Liste des tâches
• A. Répondez à ces questions d'après l'extrait sur Laurent Le Bon :
(i) Combien de visiteurs le Centre Pompidou-Metz a-t-il attirés depuis 2010 ?
(ii) Quand et où Laurent Le Bon est-il né ?
(iii) En quelle année a-t-il décidé de présenter des œuvres de Jeff Koons au Château de Versailles ?
• B. Traduisez en anglais cette phrase de l'extrait sur Laurent Le Bon : « C’est la troisième fois en un an que Laurent Le Bon brigue un poste à Paris. »
• C. Poursuivez l'extrait sur Laurent Le Bon à partir de sa dernière phrase.

Extrait du texte
Souvenez-vous de cette affiche aguicheuse placardée partout, en 2010, qui montrait le portrait de Pablo Picasso accompagné de grandes lettres en vert : « Je m’installe à Metz » ? Cette boutade pour attirer le grand public lors de l’ouverture du Centre Pompidou-Metz est aujourd’hui revenue au directeur. Aujourd’hui, cela serait à Laurent Le Bon d'affirmer : « Merci Picasso. Je m’installe à Paris ».
C’est presque une ironie de l’histoire que celui qui figure parmi ceux qui ont réussi le plus un projet de la délocalisation et décentralisation culturelle en France, revienne aujourd’hui à Paris, pour œuvrer à nouveau au cœur d’une politique artistique et culturelle centralisée. Depuis 2010, la direction et les expositions à succès orchestrées par Laurent Le Bon ont attiré plus de deux millions de visiteurs au Centre Pompidou-Metz et redynamisé toute une région. Aujourd’hui, il est appelé pour mener à bien la réouverture du musée Picasso, le temple du maître absolu de l’art moderne.
C’est la troisième fois en un an que Laurent Le Bon brigue un poste à Paris. Après sa candidature malheureuse pour la présidence du musée du Louvre, il avait également échoué à obtenir la direction du Musée national d’art moderne au Centre Pompidou-Paris.
Jusque-là, il avait fait un parcours sans faute. Avec ses lunettes bien mises en évidence et ses cheveux drapés, il avait longtemps l’air d’un premier de la classe qui porte des costumes trop grands. Mais derrière ce regard souvent moqueur se cache l’un des plus brillants commissaires d’exposition en France.
Dada et Jeff Koons
Né le 2 avril 1969 à Neuilly-sur-Seine, il est diplômé de Sciences-Po à Paris, de l’École du Louvre et de l’École nationale du patrimoine, Laurent Le Bon est l’auteur d’une cinquantaine de publications. Après avoir gagné l’estime de sa profession en tant que responsable de la commande publique à la délégation aux arts plastiques, il entre en 2000 dans le plus grand centre d’art contemporain en Europe, le Centre Pompidou. C’est là qu’il montrera toutes ses qualités en tant que commissaire d’exposition, notamment avec le succès tonitruant de Dada en 2005. Mais c’est en tant que commissaire invité au Château de Versailles qu’il déploiera toutes les facettes de son acuité intellectuelle et de son goût pour la provocation. En 2008, sa décision d’y présenter des œuvres de Jeff Koons même dans la galerie des Glaces suscitera des débats acharnés dans le milieu culturel et politique que Le Bon n’hésitait pas à prolonger avec Xavier Veilhan (2009) et Takashi Murakami (2010).

Données affichées

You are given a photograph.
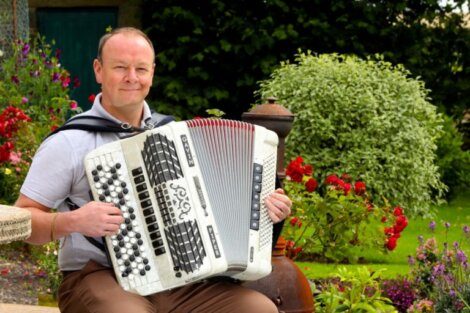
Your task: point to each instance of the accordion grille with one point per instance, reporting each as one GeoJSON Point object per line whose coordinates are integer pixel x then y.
{"type": "Point", "coordinates": [268, 185]}
{"type": "Point", "coordinates": [225, 154]}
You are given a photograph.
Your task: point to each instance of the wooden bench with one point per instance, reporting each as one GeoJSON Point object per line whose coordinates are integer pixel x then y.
{"type": "Point", "coordinates": [17, 308]}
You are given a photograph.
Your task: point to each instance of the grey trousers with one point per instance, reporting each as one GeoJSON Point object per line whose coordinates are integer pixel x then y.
{"type": "Point", "coordinates": [94, 289]}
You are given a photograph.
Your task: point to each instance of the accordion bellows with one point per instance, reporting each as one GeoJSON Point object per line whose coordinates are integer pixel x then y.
{"type": "Point", "coordinates": [192, 195]}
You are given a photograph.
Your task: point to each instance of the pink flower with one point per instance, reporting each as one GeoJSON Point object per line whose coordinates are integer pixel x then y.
{"type": "Point", "coordinates": [360, 188]}
{"type": "Point", "coordinates": [73, 105]}
{"type": "Point", "coordinates": [91, 98]}
{"type": "Point", "coordinates": [15, 158]}
{"type": "Point", "coordinates": [311, 185]}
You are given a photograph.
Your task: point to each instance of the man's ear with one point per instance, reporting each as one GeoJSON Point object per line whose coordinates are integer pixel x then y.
{"type": "Point", "coordinates": [97, 67]}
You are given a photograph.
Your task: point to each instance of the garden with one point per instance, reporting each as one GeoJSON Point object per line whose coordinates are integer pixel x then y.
{"type": "Point", "coordinates": [376, 167]}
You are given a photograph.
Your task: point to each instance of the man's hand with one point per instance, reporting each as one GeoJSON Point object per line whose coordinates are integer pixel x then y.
{"type": "Point", "coordinates": [278, 204]}
{"type": "Point", "coordinates": [96, 219]}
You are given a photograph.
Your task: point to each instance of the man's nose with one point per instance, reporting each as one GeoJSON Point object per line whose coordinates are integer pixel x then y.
{"type": "Point", "coordinates": [131, 74]}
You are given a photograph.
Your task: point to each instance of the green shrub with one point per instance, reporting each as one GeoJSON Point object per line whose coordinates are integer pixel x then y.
{"type": "Point", "coordinates": [364, 117]}
{"type": "Point", "coordinates": [32, 83]}
{"type": "Point", "coordinates": [34, 100]}
{"type": "Point", "coordinates": [453, 162]}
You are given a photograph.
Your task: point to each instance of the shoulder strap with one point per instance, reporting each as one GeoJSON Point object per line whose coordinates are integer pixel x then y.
{"type": "Point", "coordinates": [100, 124]}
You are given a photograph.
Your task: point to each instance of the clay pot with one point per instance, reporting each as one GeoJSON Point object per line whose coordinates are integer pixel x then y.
{"type": "Point", "coordinates": [286, 286]}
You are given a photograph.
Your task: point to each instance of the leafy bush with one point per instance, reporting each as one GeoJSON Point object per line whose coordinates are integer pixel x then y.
{"type": "Point", "coordinates": [400, 291]}
{"type": "Point", "coordinates": [212, 53]}
{"type": "Point", "coordinates": [365, 117]}
{"type": "Point", "coordinates": [442, 275]}
{"type": "Point", "coordinates": [34, 100]}
{"type": "Point", "coordinates": [453, 162]}
{"type": "Point", "coordinates": [358, 291]}
{"type": "Point", "coordinates": [334, 218]}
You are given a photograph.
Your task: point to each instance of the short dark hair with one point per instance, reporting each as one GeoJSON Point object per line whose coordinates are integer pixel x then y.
{"type": "Point", "coordinates": [121, 30]}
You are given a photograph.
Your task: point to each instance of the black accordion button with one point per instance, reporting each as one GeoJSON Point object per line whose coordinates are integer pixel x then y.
{"type": "Point", "coordinates": [159, 251]}
{"type": "Point", "coordinates": [137, 171]}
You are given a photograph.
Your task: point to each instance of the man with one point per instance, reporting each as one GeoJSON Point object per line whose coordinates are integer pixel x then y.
{"type": "Point", "coordinates": [124, 68]}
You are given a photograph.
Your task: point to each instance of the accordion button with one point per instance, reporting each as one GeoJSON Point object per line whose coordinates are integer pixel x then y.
{"type": "Point", "coordinates": [137, 171]}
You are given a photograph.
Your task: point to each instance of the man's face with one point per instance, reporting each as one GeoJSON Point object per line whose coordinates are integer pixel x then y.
{"type": "Point", "coordinates": [125, 72]}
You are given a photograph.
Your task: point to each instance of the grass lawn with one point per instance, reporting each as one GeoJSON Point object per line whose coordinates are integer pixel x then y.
{"type": "Point", "coordinates": [457, 213]}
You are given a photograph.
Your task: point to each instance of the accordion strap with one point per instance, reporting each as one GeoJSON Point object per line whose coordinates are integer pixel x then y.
{"type": "Point", "coordinates": [101, 124]}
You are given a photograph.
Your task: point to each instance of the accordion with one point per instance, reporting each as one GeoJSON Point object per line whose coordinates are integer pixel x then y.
{"type": "Point", "coordinates": [192, 197]}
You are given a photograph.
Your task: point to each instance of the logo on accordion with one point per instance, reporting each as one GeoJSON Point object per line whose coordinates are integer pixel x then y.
{"type": "Point", "coordinates": [187, 151]}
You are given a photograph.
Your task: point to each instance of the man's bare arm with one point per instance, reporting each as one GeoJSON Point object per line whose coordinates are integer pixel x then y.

Tâches résolues
• A.
(i) Plus de deux millions de visiteurs.
(ii) Le 2 avril 1969, à Neuilly-sur-Seine.
(iii) En 2008.

• B. It is the third time in a year that Laurent Le Bon has sought a position in Paris.

• C.
Co-auteur d’un Dictionnaire des politiques culturelles de la France depuis 1959, publié en 2001, il réussira l’exploit d’être à la fois adoubé par la gauche et la droite. De 2009 à 2011, il est membre du très contesté Conseil de la création artistique fondé par le président Nicolas Sarkozy avant d’être nommé par Bertrand Delanoë directeur artistique pour l’édition 2012 de la Nuit Blanche.
Au musée Picasso, il aura pour la première fois la responsabilité de diriger une collection. Et quelle collection ! 5 000 œuvres de Pablo Picasso qui, après les travaux de 52 millions d’euros, occuperont désormais une surface plus que doublée avec 3 800 mètres carrés. Avec l’exposition inaugurale Chefs d’œuvre ?, Laurent Le Bon avait réussi en 2010 son pari au Centre Pompidou-Metz. En tant que président du musée Picasso, on attend avec beaucoup d’impatience où il mettra cette fois-ci son point d’interrogation.
« Comme un imposteur »
Claude Picasso, le fils du peintre et membre du Conseil d’Administration du musée, a été choqué par l’éviction d’Anne Baldassari, accusée d’avoir provoqué parmi le personnel une « profonde souffrance au travail ». Avant la nomination de Laurent Le Bon, Claude Picasso avait même déclaré qu’il considérerait le successeur « comme un imposteur ». Entretemps, la présidente chassée reste visiblement révoltée après avoir été dépossédée de l’œuvre de sa vie. C’est Baldassari qui avait eu l’idée de financer une grande partie de la rénovation avec un tour du monde d’œuvres de Picasso pendant les cinq ans de fermeture du musée. Et en tant qu’une des meilleures spécialistes de l’œuvre du maître et au nom du droit d’auteur, elle a fait savoir qu’elle n’acceptera pas que son plan d’accrochage de la collection soit utilisé pour la réouverture du musée. Ainsi, Laurent Le Bon se retrouve certes actuellement à la tête d’un musée fermé et en crise, mais avec l’occasion inouïe de donner vie à un Picasso à sa façon.